(Work instructions) Will you transcribe the entries that follow, exactly and in full?

(Supplied records)
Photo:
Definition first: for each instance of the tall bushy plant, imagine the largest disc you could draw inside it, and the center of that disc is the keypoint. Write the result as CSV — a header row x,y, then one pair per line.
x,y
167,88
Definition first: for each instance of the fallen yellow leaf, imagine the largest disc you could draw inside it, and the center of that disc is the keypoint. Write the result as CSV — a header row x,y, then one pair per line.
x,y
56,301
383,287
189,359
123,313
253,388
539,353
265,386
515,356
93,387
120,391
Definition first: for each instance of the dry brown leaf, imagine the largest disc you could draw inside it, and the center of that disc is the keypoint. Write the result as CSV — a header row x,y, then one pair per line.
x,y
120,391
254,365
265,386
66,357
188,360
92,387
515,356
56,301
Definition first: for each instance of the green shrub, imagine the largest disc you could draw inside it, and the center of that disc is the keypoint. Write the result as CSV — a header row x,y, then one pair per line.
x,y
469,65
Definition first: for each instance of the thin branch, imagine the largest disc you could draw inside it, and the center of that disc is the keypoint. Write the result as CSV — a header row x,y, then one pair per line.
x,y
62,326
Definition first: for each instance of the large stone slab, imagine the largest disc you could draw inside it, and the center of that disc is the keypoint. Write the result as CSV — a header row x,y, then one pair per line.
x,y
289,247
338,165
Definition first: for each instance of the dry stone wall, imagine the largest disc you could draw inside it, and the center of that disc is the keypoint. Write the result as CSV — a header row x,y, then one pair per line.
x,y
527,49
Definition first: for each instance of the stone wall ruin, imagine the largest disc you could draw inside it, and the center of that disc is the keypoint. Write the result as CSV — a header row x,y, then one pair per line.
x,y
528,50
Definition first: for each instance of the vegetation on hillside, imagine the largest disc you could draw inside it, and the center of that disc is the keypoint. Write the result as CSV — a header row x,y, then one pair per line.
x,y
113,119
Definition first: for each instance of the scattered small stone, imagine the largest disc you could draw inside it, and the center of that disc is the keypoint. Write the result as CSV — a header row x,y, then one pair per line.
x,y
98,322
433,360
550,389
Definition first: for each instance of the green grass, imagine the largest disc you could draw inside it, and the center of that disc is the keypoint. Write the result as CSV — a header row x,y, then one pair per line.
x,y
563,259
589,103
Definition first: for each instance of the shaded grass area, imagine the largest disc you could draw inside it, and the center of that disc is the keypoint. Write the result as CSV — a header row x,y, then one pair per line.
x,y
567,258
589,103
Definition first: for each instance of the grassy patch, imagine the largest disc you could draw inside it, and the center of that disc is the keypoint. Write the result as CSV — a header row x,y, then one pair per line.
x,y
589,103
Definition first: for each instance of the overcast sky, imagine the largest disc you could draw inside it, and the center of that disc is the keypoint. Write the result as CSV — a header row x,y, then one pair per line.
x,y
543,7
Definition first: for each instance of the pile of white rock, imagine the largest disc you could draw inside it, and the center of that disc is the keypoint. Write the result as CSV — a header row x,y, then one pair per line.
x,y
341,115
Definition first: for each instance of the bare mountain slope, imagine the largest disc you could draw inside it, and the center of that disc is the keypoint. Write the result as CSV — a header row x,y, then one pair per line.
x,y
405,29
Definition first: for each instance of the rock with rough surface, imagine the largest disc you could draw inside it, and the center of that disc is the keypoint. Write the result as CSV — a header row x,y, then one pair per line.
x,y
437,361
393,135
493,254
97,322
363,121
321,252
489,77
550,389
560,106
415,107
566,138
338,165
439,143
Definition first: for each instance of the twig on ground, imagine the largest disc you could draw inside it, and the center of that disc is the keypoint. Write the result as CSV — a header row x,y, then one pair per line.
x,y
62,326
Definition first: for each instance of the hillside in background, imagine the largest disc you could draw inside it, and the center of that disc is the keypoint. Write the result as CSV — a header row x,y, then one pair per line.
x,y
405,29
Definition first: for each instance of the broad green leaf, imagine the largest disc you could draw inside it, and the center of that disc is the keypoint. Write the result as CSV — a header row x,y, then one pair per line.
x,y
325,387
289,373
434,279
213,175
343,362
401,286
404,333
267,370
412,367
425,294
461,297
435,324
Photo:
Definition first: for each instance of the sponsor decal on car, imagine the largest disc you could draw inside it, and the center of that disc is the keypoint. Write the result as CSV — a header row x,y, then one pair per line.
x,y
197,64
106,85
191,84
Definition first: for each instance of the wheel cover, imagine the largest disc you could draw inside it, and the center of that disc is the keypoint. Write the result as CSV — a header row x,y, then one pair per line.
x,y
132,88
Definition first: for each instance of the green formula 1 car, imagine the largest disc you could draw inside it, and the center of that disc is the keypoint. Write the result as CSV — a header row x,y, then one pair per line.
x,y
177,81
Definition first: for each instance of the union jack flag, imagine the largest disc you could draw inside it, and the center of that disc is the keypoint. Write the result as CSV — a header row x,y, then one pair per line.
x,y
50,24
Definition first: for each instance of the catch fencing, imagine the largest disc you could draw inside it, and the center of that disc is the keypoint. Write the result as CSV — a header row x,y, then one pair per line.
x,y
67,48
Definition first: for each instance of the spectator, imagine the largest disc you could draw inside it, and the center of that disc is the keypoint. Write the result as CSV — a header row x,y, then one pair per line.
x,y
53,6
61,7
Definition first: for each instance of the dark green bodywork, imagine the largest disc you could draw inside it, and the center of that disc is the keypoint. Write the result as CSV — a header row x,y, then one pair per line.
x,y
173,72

(Task solution)
Photo:
Definition first: for each instance of the tall bushy plant, imagine the largest disc you could draw inside it, and the center of that disc is the keypoint. Write the result as CSV — a header row x,y, then one pair per line.
x,y
167,88
Definition first: for each instance of the fallen yellow leaf, imagine the largest disc you could draw inside it, and the center of that disc is the keypoint. Write the result as CSV — a header row x,y, then one pair per line.
x,y
56,301
383,287
189,359
123,313
253,388
539,353
265,386
515,356
93,387
120,391
Definition first: for each instance of the dry brown leaf, imagine the largest disc you could draw inside it, and the center of that disc is the keypoint. Write the result as CSV — a header row x,y, then one pair per line.
x,y
120,391
254,365
265,386
66,357
188,360
92,387
515,356
56,301
Definition first: for each instance of the green shrub, imagine the largest disc you could draw inside it, and the center of that disc is the keypoint. Write the result as CSV — a header row x,y, then one pair per line.
x,y
469,65
Definition first: for each instance of the thin branch, imagine the largest disc you could draw inside it, and the center of that disc is the keypoint. Write the result as CSV — a header row x,y, then one pair per line.
x,y
62,326
Definition first: for each instance of the large stone slab, imagine the largest disc you could draw inside it, and the center of that disc is the keypoint. Write the result as CSV — a header row x,y, then one pair per line.
x,y
289,247
338,165
Definition first: for each instance of the dry stone wall, imagine the largest disc you could draw inside it, and the center of that disc is the keypoint. Write the result as CSV — a header row x,y, then one pair per line.
x,y
527,49
Definition first: for each instance of the stone wall ruin, imagine the largest disc you could draw inside it, and the center of that disc is the keypoint. Write the result as CSV — a header row x,y, then one pair per line.
x,y
528,50
Definition first: for each instance of the vegetation on hillside, imagine the largest disc you could draw inside it, and the center of that disc is the keypoint. Write the result as CSV — a header row x,y, then one pair per line.
x,y
113,119
Definition first: for each instance of the scattered small stone, imagine the largest disc you could draw inside it, and the center of that disc is the keypoint. Write the result as CSV — a header row x,y, then one pair per line.
x,y
98,322
433,360
550,389
Definition first: for each instance of the green grass, imagine the largest disc you could draw inside it, and the center of that disc is the keypoint. Write the result as CSV — a header row x,y, then one pair per line.
x,y
563,259
589,103
Definition first: for each instance of the shaded grass area, imagine the largest disc you could draw inside it, and the center of that disc is the keypoint. Write the result as CSV — a header row x,y, then one pair per line.
x,y
567,258
589,103
Definition first: for each instance of the grassy patch, imagine the largest disc you could draw inside it, and the center of that disc is the keypoint. Write the result as CSV — a header row x,y, then one pair per line.
x,y
589,103
Definition first: for each instance of the overcast sky, imagine the largest disc you could draw inside it, and the center of that disc is the keypoint. Write the result as CSV — a header row x,y, then one pair per line.
x,y
543,7
Definition first: for each instance of the pile of white rock, imagine the largest disc you could draw inside it, and the center of that disc is the keypoint. Write the result as CSV — a header row x,y, then one pair per line.
x,y
341,115
Definition first: for each instance of the bare mountain slope, imagine the largest disc you could draw inside it, and the center of that disc is the keypoint. Write the result as CSV — a header row x,y, then one pair per line.
x,y
405,29
Definition first: for each instance of the rock with rough surface, imagine the largest disc you could draw inside it, and the center of that disc is the keypoint. Write the result as CSV — a header row x,y, then one pair per line.
x,y
437,361
393,135
493,254
97,322
363,121
321,252
489,77
550,389
560,106
415,107
566,138
338,165
439,143
Definition first: for each instance of the twig on ground, imagine the largest disc you could draw inside it, and the center of that disc is the keypoint. Write the result as CSV — a header row x,y, then one pair per line.
x,y
62,326
Definition first: for each instance of the hillside in background, imagine the largest disc you could draw inside it, and the center of that disc is the keypoint. Write the result as CSV — a header row x,y, then one pair per line.
x,y
405,29
Definition first: for each instance of the broad green leaf, imagine the largest disc you could draw inside it, and the center of that disc is the keypoint. Write the result as CSV — a header row x,y, then one pair per line.
x,y
325,387
289,373
434,279
213,175
343,362
401,286
404,333
267,370
412,367
425,294
461,297
435,324
Photo:
Definition first: for each instance of the sponsor decal on car, imagine the largest disc you could draw inside it, and the center of that disc is the keypoint. Write the result as CSV — a header row x,y, then one pair per line.
x,y
197,64
106,85
191,84
Definition first: for each instance of the wheel cover, imagine the largest disc you could draw inside it, and the center of that disc is the keypoint. Write the result as CSV — a header row x,y, then one pair per line.
x,y
132,88
Definition first: for each instance of the green formula 1 car, imagine the largest disc you could draw inside it, and the center of that disc is the keypoint. Write the result as CSV — a header row x,y, then one pair per line.
x,y
177,81
Definition first: for each instance of the union jack flag, imagine the largest disc you could draw inside it, and the center of that disc is the keypoint. Write the result as CSV — a header row x,y, then one pair per line.
x,y
50,24
Definition first: for each instance of the catch fencing, imagine the largest disc you could draw inside it, and the center of that disc is the keypoint. Write the result as CSV — a header row x,y, then one pair per line.
x,y
67,48
Definition first: for each instance of the spectator, imagine the largest disc you could draw inside it, and the center of that disc is the keypoint. Write the result as CSV — a header row x,y, then one pair per line.
x,y
53,6
61,7
Definition first: for each instance of the dark green bodywork, imagine the largest disc you could draw inside it, and the center of that disc is the keypoint. Write the result as CSV — a header row x,y, then one pair per line.
x,y
173,72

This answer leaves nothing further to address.